| TEKS BACAAN |
================================

OLEH: SALAMUDDIN DAENG
BUKAN hanya rakyat yang keriting sekarang menghadapi keadaan sekarang ini, namun APBN Indonesia juga kere. Sehingga keadaan bangsa Indonesia sekarang boleh dibilang kere keriting.
Sementara pada bagian lain keinginan untuk belanja sangat besar. Belanja yang dipaksakan untuk mengejar pertumbuhan ekonomi yang kecil dan biasa-biasa saja yakni 5 persen saja. Makanya saya namakan kabinet 5 persen.
Berapa target belanja pemerintah? Belanja Pemerintah Pusat sebesar Rp2.701,4 triliun (termasuk sebesar Rp1.541,4 triliun Belanja Non-KL pada Belanja Pemerintah Pusat) serta transfer ke daerah dan Dana Desa sebesar Rp919,9 triliun.
Berapa pendapatan negara? Pendapatan negara dalam APBN tahun 2025 direncanakan sebesar Rp3.005,1 triliun, yang bersumber dari Penerimaan Perpajakan sebesar Rp2.490,9 triliun dan Penerimaan Negara Bukan Pajak (PNBP) sebesar Rp513,6 triliun.
Masih ada sisa jika pendapatan negara dikurangi dengan belanja pemerintah pusat dan daerah? Jika negara hanya menggunakan uangnya untuk menggaji pegawai, mulai dari presiden, menteri, anggota DPR, PNS, dan pegawai kontrak, maka APBN masih ada sisa Rp300 triliun. Harusnya bisa nabung ya.

================================

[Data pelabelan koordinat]

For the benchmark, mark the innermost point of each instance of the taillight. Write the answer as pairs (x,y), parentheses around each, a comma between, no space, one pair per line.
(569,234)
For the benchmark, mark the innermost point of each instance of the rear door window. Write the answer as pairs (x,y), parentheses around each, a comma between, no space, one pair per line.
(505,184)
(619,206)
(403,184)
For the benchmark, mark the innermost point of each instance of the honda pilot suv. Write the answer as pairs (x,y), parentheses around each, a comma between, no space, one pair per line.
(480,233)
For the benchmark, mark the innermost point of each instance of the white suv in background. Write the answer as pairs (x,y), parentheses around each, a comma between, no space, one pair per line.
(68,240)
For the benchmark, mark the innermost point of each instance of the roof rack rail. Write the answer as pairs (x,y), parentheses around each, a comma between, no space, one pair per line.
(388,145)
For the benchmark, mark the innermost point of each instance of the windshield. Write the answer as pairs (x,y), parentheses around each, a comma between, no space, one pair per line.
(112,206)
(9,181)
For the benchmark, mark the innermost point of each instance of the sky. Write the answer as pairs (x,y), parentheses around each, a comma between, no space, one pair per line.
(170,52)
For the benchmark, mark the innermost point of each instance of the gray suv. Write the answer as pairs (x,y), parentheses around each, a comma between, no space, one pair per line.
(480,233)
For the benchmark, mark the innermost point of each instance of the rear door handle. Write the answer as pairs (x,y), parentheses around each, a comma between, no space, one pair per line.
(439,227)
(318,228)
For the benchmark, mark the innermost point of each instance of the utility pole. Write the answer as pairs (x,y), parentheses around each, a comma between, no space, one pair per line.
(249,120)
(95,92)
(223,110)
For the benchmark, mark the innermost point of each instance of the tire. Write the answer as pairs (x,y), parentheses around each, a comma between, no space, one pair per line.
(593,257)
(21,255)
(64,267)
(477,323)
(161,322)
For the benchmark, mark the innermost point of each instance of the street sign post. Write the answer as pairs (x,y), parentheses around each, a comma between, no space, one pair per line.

================================

| TUGAS LATIHAN |
1. Tuliskan kembali bagian teks tentang APBN Indonesia tanpa perubahan, mulai dari "Berapa target belanja" dan berakhir pada "sebesar Rp513,6 triliun.".
2. Terjemahkan kalimat "Makanya saya namakan kabinet 5 persen." dari teks tentang APBN Indonesia ke dalam bahasa Inggris.
Baris-baris data ini diambil dari sumber yang berbeda.

| PENYELESAIAN TUGAS |
1.
Berapa target belanja pemerintah? Belanja Pemerintah Pusat sebesar Rp2.701,4 triliun (termasuk sebesar Rp1.541,4 triliun Belanja Non-KL pada Belanja Pemerintah Pusat) serta transfer ke daerah dan Dana Desa sebesar Rp919,9 triliun.
Berapa pendapatan negara? Pendapatan negara dalam APBN tahun 2025 direncanakan sebesar Rp3.005,1 triliun, yang bersumber dari Penerimaan Perpajakan sebesar Rp2.490,9 triliun dan Penerimaan Negara Bukan Pajak (PNBP) sebesar Rp513,6 triliun.

2. That is why I call it the 5 percent cabinet.